§ Given text
════════════════════
Something must give in Warsaw on Thursday when Germany meet Italy for a place in the UEFA EURO 2012 final.
With the Azzurri unbeaten in 14 qualifying and final tournament matches under Cesare Prandelli and Germany having won a world record 15 competitive games dating back to the last FIFA World Cup, each side offers a compelling case for making Sunday's Kyiv showpiece.
The Nationalmannschaft's greater clinical edge, certainly when compared with their opponents', could be decisive, however. Joachim Löw's team have registered more goals than any of their fellow semi-finalists, nine, yet have done so from the joint fewest (along with Portugal) attempts on target, 33. With Italy though, the statistics are reversed – 50 on-target efforts have brought just four goals.
Each nation's respective quarter-final provided a case in point. While the Azzurri struggled to finish off England despite fashioning a plethora of openings, Germany recovered from the shock of conceding an equaliser to Greece by scoring three times in 13 minutes – this having rotated their entire front three.
In Andrea Pirlo, though, Prandelli has one of the championship's classiest performers. The Juventus midfielder controlled the tempo from the outset against England in Kyiv, completing a EURO record 117 passes. That over one third of them were in extra time, when the 33-year-old might have been expected to succumb to fatigue, gives a sound indication of the 2006 World Cup winner's energy levels.
The deep-lying playmaker's duel with Mesut Özil – ten years his junior and the purveyor of as many assists, three, as the whole of the Italy squad at these finals – could be key in determining the outcome of the sides' third meeting in UEFA European Championship history.
Complementing Pirlo's guile has been the graft of Claudio Marchisio. Deployed in a more advanced midfield position than his club-mate, Marchisio, on average, covered 11.177km per game in the group stage, far in excess of the 10.649km mean figure.
════════════════════
[Dataset entries]
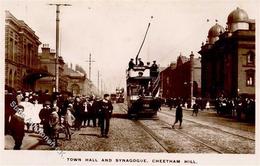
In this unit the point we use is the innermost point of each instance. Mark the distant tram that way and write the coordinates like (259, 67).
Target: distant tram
(142, 89)
(120, 95)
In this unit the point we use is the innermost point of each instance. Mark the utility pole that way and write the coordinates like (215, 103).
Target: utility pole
(90, 62)
(57, 42)
(98, 80)
(191, 77)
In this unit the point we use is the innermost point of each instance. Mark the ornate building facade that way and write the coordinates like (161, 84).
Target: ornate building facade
(21, 55)
(176, 79)
(228, 58)
(47, 61)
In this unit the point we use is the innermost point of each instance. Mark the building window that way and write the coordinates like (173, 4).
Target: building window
(10, 76)
(24, 54)
(250, 58)
(15, 79)
(250, 77)
(15, 51)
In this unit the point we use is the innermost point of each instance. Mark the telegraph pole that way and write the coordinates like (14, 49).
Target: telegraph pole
(191, 77)
(57, 42)
(90, 62)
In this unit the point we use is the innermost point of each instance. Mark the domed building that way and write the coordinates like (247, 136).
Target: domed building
(214, 33)
(238, 20)
(228, 58)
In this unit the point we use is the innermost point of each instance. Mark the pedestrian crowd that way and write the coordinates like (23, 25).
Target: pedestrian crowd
(56, 113)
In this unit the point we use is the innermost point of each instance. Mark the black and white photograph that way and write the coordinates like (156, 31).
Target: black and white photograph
(129, 82)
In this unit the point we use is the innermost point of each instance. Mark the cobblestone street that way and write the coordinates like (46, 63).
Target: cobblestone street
(206, 133)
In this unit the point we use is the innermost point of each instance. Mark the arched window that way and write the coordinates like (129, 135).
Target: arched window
(10, 77)
(251, 58)
(250, 77)
(15, 79)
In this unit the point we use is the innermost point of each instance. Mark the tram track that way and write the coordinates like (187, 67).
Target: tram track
(209, 127)
(165, 147)
(149, 132)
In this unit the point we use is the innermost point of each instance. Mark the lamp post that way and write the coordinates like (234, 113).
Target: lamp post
(57, 42)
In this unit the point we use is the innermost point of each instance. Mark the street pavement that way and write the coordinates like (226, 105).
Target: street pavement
(30, 141)
(205, 133)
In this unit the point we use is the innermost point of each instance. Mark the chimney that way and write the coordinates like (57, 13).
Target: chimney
(45, 48)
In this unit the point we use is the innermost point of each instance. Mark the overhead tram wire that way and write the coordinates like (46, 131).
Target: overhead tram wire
(143, 40)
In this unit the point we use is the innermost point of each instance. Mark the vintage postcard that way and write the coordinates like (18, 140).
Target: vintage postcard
(129, 82)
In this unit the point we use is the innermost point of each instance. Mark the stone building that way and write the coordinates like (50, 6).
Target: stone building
(176, 79)
(21, 55)
(47, 61)
(228, 58)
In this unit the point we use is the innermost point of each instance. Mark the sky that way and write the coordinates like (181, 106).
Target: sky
(112, 30)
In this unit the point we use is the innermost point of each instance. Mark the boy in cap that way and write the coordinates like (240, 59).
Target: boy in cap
(105, 114)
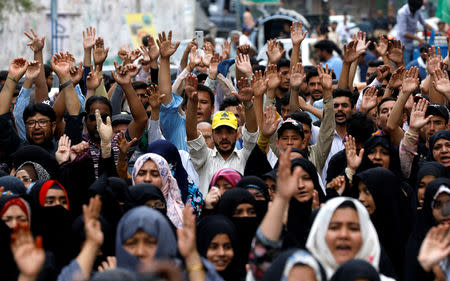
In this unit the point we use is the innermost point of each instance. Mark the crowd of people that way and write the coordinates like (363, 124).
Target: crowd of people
(235, 170)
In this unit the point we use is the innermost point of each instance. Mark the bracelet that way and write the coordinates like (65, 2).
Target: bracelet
(195, 268)
(248, 107)
(65, 84)
(13, 79)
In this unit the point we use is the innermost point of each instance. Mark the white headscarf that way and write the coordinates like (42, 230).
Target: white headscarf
(316, 244)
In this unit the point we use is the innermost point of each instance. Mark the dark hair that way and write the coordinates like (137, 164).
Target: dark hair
(325, 45)
(229, 101)
(283, 63)
(383, 101)
(90, 101)
(360, 126)
(41, 108)
(339, 92)
(139, 85)
(204, 88)
(48, 70)
(301, 117)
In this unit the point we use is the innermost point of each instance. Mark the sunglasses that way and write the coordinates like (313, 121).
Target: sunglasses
(92, 117)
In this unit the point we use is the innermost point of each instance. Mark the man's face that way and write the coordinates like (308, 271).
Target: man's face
(285, 77)
(90, 121)
(39, 129)
(224, 139)
(315, 88)
(289, 138)
(143, 95)
(436, 123)
(384, 113)
(342, 109)
(205, 107)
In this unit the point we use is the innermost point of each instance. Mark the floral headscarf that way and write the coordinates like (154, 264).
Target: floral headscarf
(169, 187)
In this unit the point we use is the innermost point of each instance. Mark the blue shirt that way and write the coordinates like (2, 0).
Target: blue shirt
(407, 23)
(173, 124)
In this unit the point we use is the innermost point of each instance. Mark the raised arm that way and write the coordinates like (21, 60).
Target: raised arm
(166, 49)
(37, 45)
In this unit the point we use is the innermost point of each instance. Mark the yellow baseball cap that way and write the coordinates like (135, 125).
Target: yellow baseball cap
(224, 118)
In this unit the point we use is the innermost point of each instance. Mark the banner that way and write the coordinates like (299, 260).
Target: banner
(140, 25)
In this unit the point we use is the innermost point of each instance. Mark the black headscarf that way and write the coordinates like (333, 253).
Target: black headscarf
(391, 217)
(354, 270)
(246, 226)
(207, 229)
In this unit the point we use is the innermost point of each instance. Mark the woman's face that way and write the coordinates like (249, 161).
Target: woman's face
(149, 173)
(302, 273)
(343, 236)
(24, 177)
(422, 187)
(55, 197)
(365, 197)
(439, 205)
(380, 156)
(223, 185)
(245, 210)
(142, 246)
(220, 252)
(305, 187)
(14, 215)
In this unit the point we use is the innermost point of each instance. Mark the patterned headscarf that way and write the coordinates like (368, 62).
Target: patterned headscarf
(169, 186)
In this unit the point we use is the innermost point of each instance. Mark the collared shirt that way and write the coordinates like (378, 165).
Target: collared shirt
(208, 161)
(407, 23)
(336, 146)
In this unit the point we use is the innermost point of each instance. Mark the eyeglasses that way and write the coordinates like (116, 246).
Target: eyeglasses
(92, 117)
(42, 123)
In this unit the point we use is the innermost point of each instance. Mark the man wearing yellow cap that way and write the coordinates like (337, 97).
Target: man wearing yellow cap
(224, 155)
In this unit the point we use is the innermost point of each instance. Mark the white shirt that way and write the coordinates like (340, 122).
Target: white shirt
(207, 161)
(336, 146)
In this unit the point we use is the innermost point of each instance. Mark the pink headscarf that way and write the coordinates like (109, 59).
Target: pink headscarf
(230, 175)
(169, 187)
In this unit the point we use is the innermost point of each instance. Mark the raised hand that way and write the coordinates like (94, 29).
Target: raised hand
(297, 76)
(369, 100)
(245, 93)
(441, 82)
(76, 73)
(89, 38)
(92, 226)
(325, 76)
(28, 254)
(260, 84)
(287, 180)
(417, 119)
(411, 80)
(33, 70)
(270, 121)
(186, 235)
(166, 48)
(123, 144)
(94, 78)
(17, 68)
(122, 75)
(36, 44)
(100, 53)
(297, 34)
(273, 76)
(354, 159)
(274, 52)
(155, 98)
(395, 52)
(191, 84)
(396, 79)
(63, 153)
(243, 64)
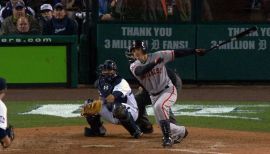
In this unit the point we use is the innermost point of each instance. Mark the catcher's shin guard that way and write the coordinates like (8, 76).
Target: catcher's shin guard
(165, 128)
(127, 121)
(96, 127)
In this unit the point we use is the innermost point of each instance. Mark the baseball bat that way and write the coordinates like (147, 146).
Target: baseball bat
(234, 38)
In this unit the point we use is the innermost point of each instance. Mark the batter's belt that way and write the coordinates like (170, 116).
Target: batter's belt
(155, 94)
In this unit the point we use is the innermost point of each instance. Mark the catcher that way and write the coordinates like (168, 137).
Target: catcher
(6, 132)
(116, 104)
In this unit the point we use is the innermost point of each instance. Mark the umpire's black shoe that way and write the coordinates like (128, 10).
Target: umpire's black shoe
(137, 134)
(167, 142)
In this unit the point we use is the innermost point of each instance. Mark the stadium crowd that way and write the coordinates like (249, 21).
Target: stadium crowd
(46, 17)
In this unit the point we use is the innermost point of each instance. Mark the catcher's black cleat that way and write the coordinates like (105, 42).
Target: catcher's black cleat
(137, 134)
(167, 142)
(147, 130)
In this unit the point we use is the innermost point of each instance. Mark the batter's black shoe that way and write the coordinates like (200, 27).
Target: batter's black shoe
(179, 138)
(167, 142)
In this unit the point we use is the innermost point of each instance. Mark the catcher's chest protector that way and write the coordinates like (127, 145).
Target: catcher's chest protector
(105, 87)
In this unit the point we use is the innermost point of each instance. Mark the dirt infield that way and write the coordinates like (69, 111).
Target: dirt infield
(71, 140)
(52, 140)
(219, 93)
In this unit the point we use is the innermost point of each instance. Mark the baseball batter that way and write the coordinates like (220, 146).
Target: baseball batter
(150, 71)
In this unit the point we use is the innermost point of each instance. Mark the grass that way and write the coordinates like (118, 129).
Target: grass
(262, 125)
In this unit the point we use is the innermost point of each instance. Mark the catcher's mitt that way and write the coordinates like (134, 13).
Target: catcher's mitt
(10, 132)
(91, 107)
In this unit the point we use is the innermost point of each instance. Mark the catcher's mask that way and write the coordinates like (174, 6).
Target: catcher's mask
(129, 55)
(108, 70)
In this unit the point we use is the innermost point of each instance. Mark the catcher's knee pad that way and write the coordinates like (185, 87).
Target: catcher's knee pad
(120, 112)
(89, 132)
(94, 121)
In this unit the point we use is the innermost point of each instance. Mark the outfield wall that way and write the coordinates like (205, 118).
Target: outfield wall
(243, 60)
(39, 60)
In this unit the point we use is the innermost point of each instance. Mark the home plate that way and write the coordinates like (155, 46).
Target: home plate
(98, 146)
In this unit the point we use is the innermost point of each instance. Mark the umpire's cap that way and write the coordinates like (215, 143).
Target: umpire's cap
(3, 84)
(138, 44)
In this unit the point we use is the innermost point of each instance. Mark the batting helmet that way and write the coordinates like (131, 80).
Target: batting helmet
(138, 44)
(108, 65)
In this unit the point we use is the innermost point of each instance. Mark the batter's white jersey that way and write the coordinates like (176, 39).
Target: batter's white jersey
(3, 115)
(157, 79)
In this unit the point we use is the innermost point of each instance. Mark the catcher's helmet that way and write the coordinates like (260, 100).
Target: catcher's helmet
(109, 65)
(108, 70)
(138, 44)
(3, 84)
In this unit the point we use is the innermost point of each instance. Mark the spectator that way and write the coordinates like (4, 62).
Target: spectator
(105, 9)
(8, 10)
(35, 4)
(184, 9)
(9, 25)
(23, 26)
(6, 132)
(60, 24)
(46, 14)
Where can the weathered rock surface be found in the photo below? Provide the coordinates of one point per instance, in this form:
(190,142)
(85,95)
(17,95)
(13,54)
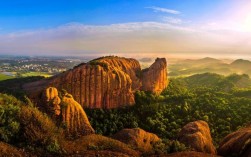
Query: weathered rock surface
(137,138)
(71,112)
(188,154)
(197,136)
(75,117)
(107,82)
(155,77)
(237,143)
(7,150)
(53,101)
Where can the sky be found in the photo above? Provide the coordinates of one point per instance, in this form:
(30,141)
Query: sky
(134,28)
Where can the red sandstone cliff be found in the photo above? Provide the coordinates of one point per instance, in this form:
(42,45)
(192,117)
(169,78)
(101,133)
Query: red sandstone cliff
(155,77)
(107,82)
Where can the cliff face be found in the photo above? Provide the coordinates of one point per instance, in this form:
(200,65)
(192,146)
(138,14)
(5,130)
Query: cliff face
(68,111)
(101,83)
(197,135)
(155,77)
(107,82)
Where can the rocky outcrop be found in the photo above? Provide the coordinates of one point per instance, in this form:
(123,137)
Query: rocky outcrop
(188,154)
(7,150)
(155,77)
(70,112)
(52,100)
(197,136)
(107,82)
(237,143)
(137,138)
(74,117)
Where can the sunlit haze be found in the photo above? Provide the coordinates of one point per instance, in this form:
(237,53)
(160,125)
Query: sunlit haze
(171,28)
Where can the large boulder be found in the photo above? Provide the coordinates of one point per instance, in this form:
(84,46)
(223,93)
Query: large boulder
(137,138)
(7,150)
(106,82)
(237,143)
(197,136)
════════════════════
§ Work instructions
1. In the match preview, how many passes did Andrea Pirlo complete against England?
2. From the match preview, print the words starting with "Complementing Pirlo's guile" and going on through "10.649km mean figure.".
The dataset entries have nothing to do with this.

§ Written responses
1. 117 passes, a EURO record.

2.
Complementing Pirlo's guile has been the graft of Claudio Marchisio. Deployed in a more advanced midfield position than his club-mate, Marchisio, on average, covered 11.177km per game in the group stage, far in excess of the 10.649km mean figure.